*GOAL*
Quote the lines from the line holding "Query: club grip" to the very end of the listing, exactly, and no others.

*** GIVEN INFORMATION ***

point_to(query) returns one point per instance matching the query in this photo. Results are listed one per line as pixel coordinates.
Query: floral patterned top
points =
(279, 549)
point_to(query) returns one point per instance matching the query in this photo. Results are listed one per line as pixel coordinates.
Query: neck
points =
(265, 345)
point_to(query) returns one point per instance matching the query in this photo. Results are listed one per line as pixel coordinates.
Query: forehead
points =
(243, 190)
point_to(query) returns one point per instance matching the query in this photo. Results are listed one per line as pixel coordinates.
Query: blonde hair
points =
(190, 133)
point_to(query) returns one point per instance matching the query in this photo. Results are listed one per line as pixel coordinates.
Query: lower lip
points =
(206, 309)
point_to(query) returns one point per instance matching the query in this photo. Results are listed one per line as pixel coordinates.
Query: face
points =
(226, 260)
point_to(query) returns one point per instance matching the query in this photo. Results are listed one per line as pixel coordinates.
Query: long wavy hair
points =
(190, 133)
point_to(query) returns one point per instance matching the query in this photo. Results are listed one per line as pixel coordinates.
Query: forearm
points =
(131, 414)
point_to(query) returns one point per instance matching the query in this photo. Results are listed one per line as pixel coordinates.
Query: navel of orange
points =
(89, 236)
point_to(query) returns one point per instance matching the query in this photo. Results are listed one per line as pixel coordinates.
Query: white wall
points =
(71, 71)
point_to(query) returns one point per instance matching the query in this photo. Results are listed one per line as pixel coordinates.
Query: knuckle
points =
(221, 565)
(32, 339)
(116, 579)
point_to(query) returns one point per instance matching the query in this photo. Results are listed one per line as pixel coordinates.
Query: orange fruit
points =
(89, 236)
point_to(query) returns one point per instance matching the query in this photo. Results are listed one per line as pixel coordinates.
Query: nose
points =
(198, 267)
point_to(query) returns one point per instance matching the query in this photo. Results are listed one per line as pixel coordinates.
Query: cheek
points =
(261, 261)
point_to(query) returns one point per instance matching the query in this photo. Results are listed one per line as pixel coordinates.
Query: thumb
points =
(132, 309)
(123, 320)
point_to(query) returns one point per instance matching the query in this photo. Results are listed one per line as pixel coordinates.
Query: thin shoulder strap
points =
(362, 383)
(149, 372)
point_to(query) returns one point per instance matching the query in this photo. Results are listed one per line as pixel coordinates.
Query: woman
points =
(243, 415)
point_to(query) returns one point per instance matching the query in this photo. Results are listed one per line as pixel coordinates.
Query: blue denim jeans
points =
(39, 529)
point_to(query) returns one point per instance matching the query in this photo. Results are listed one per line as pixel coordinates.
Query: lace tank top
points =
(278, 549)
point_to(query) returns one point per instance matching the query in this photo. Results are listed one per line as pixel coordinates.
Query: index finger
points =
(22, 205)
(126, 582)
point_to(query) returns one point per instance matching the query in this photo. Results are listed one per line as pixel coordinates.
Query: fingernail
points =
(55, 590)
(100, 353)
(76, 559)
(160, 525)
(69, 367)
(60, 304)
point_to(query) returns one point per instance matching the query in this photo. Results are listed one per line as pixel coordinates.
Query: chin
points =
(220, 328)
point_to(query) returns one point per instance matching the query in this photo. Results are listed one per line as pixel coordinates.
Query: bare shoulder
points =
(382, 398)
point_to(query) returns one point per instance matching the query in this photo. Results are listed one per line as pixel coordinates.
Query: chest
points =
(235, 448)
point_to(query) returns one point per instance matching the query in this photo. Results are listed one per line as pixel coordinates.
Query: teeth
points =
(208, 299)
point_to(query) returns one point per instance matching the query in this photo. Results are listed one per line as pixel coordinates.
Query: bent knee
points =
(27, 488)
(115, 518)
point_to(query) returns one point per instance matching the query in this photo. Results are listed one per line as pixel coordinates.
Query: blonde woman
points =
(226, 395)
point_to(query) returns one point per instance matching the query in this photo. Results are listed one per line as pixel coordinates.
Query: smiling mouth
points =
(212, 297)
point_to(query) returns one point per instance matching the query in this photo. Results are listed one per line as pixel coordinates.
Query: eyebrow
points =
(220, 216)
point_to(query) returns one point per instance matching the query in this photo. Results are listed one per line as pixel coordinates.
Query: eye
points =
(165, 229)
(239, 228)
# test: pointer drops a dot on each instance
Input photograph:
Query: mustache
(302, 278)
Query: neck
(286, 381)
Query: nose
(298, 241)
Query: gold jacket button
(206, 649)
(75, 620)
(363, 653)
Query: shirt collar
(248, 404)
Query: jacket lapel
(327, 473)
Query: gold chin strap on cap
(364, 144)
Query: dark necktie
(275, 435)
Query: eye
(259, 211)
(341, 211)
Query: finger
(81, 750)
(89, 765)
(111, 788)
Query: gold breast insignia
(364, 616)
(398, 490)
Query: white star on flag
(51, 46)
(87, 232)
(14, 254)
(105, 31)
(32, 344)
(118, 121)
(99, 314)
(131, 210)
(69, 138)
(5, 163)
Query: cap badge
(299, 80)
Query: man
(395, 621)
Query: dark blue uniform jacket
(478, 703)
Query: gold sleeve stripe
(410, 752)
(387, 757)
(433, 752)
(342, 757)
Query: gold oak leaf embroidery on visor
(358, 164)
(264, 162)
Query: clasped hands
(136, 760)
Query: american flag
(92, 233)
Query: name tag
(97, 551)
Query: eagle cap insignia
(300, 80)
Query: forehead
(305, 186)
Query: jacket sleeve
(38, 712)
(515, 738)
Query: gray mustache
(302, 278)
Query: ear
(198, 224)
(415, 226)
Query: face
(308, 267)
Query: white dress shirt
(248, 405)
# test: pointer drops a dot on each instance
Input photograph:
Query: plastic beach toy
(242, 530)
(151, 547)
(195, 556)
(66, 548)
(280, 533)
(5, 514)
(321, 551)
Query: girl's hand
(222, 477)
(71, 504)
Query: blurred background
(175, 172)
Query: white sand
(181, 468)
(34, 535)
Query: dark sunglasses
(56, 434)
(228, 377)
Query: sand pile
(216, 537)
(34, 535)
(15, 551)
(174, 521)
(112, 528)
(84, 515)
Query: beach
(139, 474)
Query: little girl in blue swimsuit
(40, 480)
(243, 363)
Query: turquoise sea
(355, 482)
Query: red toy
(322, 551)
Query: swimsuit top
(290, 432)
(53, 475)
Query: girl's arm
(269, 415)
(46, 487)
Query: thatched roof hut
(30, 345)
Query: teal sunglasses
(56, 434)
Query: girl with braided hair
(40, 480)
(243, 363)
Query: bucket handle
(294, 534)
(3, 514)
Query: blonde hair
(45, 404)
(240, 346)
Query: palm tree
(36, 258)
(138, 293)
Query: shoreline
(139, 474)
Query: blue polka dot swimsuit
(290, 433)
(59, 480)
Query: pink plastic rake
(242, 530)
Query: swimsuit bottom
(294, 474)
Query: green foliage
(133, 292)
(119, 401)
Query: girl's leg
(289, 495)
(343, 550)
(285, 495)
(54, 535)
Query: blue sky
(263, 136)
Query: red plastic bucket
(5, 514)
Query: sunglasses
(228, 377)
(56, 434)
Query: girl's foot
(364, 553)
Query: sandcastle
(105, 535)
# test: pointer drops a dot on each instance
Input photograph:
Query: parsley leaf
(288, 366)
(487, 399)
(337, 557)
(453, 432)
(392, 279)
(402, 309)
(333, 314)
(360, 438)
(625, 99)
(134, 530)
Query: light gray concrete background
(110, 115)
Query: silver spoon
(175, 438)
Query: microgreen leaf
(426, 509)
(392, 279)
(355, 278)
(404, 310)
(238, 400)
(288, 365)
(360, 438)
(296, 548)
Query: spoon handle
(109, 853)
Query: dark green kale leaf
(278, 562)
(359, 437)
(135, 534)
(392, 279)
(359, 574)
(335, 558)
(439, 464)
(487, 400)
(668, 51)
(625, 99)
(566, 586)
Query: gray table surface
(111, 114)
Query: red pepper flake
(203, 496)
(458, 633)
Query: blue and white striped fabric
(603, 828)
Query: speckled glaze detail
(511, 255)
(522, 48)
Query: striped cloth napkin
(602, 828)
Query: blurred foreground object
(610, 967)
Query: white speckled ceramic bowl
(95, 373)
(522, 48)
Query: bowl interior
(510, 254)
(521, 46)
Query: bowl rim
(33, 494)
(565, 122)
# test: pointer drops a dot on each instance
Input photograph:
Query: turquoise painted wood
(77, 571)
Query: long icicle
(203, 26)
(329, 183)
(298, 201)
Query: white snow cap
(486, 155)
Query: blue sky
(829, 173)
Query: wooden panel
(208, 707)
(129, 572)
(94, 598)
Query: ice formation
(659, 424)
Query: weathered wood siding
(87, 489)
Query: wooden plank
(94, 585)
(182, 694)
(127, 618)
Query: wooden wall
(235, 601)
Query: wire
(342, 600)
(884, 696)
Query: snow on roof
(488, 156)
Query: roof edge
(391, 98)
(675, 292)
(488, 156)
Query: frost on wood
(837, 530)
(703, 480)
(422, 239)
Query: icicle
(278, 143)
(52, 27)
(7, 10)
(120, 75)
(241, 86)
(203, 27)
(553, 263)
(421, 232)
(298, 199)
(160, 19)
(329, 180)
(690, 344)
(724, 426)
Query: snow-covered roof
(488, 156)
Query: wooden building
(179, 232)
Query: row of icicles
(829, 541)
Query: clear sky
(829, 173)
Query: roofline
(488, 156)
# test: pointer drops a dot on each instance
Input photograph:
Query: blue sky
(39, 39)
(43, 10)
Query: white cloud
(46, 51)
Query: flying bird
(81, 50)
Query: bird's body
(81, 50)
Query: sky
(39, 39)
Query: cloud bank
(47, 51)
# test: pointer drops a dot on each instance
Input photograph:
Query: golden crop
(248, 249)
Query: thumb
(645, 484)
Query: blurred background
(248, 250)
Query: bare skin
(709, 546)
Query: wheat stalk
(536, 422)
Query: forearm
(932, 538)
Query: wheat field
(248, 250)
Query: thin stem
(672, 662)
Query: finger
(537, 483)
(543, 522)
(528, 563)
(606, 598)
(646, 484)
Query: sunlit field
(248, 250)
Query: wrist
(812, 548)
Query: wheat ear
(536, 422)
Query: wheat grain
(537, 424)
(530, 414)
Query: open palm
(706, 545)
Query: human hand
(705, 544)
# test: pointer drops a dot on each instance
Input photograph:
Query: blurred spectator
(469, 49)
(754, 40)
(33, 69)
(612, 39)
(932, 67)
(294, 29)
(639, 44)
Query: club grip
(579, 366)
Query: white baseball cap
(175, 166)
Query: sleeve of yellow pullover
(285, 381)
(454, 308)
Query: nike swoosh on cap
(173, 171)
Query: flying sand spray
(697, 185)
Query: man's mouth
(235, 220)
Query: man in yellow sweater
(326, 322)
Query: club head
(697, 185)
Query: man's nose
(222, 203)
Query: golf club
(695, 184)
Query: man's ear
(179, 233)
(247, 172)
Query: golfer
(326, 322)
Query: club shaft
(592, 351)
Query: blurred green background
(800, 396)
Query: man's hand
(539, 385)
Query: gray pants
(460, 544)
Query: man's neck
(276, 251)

***

*SOLUTION FOR THIS TASK*
Query: club grip
(579, 366)
Query: white baseball cap
(175, 166)
Query: sleeve of yellow pullover
(285, 381)
(454, 308)
Query: nike swoosh on cap
(173, 171)
Query: flying sand spray
(697, 185)
Query: man's mouth
(235, 220)
Query: man in yellow sweater
(326, 322)
Query: club head
(697, 185)
Query: man's nose
(222, 203)
Query: golf club
(695, 184)
Query: man's ear
(179, 233)
(247, 172)
Query: golfer
(326, 322)
Query: club shaft
(592, 351)
Query: blurred green background
(800, 396)
Query: man's hand
(539, 385)
Query: gray pants
(460, 544)
Query: man's neck
(276, 251)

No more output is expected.